Text excerpt ->
↓↓↓

I'd say we're thinking along the same lines here. One of our
applications had a 6 indexes to update for every transaction -
(and a lot of transactions for each job - a contiguous burst of
about 500 records). Running multiple copies of this resulted in
recurrent Index out of date errors. Obviously as the second
instance of the app opened the table the server would have to
switch to proper record locking. This was a CPP builder
application so I introduced some sequencing control using manual
file locking. IE the application instances argued amongst
themselves as to who got exclusive access to the table and in
what order. This totally eliminated all Index out of date errors
on our system in the office. Alas if I introduce a Win2000
workstation into the equation I start getting problems again.
Some of our customers still get the odd index out of data with
the application but its helped a lot

Quote
>I'm slightly misquoted when you say "don't use any peer to peer

stuff."

Sorry - I added that myself as its one of our recomendations -
the rest of them I think you already mentioned.

Quote
>In my experience the presence of corruption-problems is not
really
>linked to load characteristics, although I rarely encounter
systems that
>are under {*word*190}ous loads anyway.  The problem usually appears
when
>"something changed" in the environment.  A system can hum along
for
>years and then, "something changed."

>---

Like someone swapping to an NT server......

To be honest most of our paradox systems are less than 3 years
old - except a few really old ones which were all on Novell
servers. Back in those days there was no WinNT and Microsofts
"operating systems" were awful - you either used Novell or if
you were rich and wanted to be different BSD (Unix) on a 68K
based machine.

Until recently we didn't use off the shelf database systems very
often because with the hardware available they weren't quick
enough. The hardware has advanced so much in the last couple of
years that we can now do so for a lot of our work. This makes
our development times much shorter and Paradox really fits well
with the sort of work we do.

Quote

>The "file I/O cacheing library" you describe in the last pp.
sounds very
>interesting.

But alas its not much use unless you're a C++ developer - I
wrote it as a C library for our C/C++ applications (which are to
be honest still 60% of our systems - this includes our own
custom high performance database stuff which is effectively
custom written per application).

regards,
Andrew.

Re:corruption causes (technical explanations)


The opp-lock article does not make it clear whether the switch occurs
when a second user connects, or when a second file-handle is opened
(e.g. by the same user).  Logic says to me that a second open handle
would be sufficient.

↑↑↑

What you need to do ->
1. From the Paradox corruption thread, quote the stretch from "To be honest" through "based machine." word for word.
2. List every operating system or server platform named in the Paradox corruption thread.

Dataset extract ->
↓↓↓

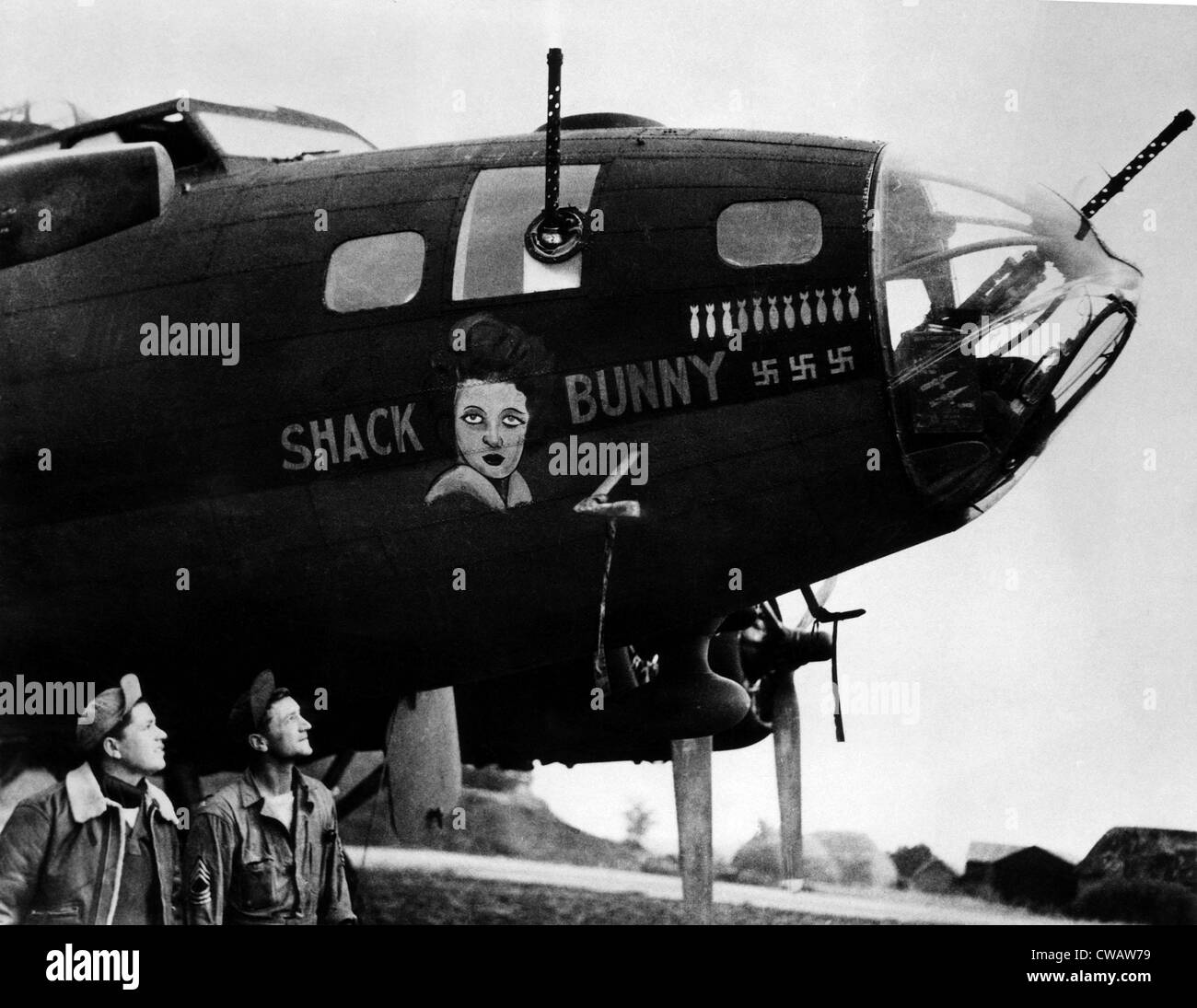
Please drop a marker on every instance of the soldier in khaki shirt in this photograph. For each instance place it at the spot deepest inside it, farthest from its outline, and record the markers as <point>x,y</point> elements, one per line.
<point>264,849</point>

↑↑↑

Solution set ->
1.
To be honest most of our paradox systems are less than 3 years
old - except a few really old ones which were all on Novell
servers. Back in those days there was no WinNT and Microsofts
"operating systems" were awful - you either used Novell or if
you were rich and wanted to be different BSD (Unix) on a 68K
based machine.

2. Win2000, NT (also written WinNT), Novell, BSD (Unix)